__AIM OF THE EXERCISE__
As the answer, give every line of the records that includes the word "roof".

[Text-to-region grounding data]
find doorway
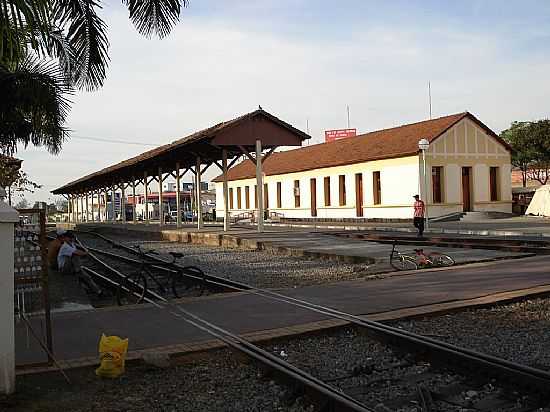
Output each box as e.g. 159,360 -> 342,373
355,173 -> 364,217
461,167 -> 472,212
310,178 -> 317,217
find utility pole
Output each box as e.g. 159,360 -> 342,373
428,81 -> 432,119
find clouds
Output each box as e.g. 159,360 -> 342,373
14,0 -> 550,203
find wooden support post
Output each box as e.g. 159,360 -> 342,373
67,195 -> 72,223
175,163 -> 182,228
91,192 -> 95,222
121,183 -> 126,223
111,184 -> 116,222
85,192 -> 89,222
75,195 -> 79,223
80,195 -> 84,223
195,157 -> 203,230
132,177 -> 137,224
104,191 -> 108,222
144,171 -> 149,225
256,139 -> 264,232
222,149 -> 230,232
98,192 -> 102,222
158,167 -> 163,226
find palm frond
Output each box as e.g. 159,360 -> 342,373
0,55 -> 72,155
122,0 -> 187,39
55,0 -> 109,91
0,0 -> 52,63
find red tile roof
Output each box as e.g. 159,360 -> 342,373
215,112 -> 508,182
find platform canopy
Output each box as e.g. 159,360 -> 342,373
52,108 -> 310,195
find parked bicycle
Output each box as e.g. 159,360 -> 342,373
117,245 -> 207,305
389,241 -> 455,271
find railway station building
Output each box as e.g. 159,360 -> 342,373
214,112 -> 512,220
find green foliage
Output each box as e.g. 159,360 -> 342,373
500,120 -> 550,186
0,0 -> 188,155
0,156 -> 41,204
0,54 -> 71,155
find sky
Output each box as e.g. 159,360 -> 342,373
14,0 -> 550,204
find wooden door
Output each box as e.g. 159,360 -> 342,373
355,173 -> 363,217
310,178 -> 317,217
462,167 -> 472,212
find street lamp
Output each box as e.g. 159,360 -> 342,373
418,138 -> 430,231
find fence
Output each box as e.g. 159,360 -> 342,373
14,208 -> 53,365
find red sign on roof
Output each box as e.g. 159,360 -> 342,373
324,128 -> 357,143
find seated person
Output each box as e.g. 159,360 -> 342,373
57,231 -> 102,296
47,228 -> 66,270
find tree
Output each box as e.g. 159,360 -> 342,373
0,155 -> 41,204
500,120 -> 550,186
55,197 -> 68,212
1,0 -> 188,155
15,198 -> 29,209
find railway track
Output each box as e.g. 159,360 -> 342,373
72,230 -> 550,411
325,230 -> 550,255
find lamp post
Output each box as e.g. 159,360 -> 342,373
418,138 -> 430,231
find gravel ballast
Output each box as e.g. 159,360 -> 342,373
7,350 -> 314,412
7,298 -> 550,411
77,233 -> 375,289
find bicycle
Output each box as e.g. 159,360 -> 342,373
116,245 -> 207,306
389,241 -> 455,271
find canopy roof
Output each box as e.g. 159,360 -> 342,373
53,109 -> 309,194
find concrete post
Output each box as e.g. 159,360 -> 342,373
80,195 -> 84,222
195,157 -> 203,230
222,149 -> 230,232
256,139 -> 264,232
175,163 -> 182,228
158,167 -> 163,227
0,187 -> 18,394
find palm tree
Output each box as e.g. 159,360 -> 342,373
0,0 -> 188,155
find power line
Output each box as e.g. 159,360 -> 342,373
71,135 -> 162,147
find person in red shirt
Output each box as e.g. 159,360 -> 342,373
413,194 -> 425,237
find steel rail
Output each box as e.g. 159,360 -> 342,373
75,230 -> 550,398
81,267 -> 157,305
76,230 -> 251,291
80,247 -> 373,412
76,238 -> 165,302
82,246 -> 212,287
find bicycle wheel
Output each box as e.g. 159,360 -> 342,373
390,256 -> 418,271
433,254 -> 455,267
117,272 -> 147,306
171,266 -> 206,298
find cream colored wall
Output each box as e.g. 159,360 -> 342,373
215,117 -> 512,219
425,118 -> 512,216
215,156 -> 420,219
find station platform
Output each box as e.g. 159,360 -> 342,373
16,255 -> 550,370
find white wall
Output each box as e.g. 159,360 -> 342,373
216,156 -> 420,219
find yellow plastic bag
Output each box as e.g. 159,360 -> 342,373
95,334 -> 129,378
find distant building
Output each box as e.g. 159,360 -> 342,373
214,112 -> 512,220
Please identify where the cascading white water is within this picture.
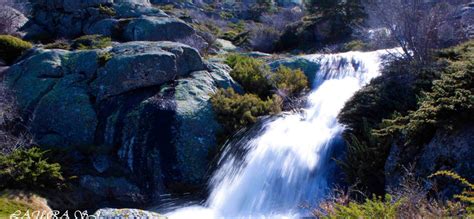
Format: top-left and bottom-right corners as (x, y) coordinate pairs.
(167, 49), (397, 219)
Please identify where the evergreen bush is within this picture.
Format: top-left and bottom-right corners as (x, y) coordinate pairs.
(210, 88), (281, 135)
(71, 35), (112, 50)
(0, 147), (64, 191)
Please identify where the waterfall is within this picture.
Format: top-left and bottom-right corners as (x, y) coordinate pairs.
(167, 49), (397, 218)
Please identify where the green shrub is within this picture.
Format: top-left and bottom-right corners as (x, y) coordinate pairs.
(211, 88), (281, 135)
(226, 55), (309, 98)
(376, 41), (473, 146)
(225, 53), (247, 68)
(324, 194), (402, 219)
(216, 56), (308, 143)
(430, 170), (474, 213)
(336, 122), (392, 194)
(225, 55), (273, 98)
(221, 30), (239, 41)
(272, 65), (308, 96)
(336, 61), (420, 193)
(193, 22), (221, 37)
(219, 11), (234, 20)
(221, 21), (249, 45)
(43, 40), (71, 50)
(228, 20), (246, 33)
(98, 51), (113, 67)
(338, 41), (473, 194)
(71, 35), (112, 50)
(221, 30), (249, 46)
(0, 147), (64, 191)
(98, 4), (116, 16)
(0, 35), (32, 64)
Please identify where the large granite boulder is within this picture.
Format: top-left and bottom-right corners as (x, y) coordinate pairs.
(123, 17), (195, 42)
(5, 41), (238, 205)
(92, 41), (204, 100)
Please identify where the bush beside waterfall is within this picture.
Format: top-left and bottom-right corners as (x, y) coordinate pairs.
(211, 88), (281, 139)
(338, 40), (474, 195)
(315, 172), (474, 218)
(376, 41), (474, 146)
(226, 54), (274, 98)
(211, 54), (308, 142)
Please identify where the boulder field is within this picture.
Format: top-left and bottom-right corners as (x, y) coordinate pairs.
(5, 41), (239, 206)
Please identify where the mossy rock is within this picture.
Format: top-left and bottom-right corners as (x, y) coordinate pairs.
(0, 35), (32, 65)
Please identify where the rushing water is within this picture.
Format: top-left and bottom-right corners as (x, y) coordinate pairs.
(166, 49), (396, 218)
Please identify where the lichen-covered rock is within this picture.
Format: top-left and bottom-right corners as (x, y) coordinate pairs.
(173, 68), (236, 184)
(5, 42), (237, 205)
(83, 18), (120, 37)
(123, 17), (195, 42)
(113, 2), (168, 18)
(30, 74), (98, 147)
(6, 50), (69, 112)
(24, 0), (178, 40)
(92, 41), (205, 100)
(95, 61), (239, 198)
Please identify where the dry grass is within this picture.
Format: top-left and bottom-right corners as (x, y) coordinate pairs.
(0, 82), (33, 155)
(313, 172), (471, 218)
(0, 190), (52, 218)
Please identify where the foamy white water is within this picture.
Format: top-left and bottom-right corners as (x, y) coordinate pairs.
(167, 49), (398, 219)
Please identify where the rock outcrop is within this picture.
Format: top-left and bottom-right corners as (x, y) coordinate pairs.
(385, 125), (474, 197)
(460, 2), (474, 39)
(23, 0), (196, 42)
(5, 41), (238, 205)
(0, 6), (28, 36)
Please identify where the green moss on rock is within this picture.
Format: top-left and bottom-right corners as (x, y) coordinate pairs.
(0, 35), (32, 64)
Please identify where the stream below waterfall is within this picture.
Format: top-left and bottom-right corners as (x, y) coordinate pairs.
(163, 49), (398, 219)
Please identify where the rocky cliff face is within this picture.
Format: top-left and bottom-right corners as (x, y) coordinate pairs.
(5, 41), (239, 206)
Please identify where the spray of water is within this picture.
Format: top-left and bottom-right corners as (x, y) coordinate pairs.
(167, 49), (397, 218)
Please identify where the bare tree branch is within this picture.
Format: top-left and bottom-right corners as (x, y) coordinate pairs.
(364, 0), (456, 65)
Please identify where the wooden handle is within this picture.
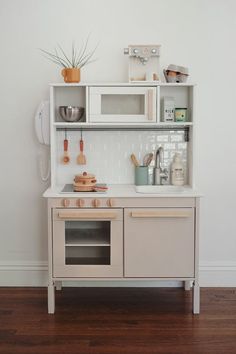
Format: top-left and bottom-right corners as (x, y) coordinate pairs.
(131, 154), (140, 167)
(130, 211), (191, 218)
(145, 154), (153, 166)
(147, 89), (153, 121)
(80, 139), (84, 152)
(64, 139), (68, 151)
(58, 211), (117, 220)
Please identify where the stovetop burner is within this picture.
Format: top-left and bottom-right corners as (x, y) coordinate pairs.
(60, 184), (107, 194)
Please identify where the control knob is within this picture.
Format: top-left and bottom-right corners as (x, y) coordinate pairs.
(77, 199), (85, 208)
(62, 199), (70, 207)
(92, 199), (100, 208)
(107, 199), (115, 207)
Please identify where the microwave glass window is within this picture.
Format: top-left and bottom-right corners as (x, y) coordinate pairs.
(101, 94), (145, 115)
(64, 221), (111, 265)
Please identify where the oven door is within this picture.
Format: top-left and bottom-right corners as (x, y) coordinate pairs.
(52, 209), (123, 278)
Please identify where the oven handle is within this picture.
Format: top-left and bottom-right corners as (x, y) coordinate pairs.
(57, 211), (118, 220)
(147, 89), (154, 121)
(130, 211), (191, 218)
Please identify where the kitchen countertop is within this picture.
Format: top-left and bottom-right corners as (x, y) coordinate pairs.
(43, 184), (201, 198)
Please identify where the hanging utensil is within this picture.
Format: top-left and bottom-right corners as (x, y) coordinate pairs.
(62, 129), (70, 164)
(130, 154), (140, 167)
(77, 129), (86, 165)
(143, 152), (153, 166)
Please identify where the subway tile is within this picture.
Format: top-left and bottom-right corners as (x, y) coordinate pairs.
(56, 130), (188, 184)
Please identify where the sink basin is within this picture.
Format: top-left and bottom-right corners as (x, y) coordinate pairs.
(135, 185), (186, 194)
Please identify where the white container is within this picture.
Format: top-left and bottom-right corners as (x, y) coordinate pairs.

__RESULT__
find red tile roof
find red sign on roof
find canopy roof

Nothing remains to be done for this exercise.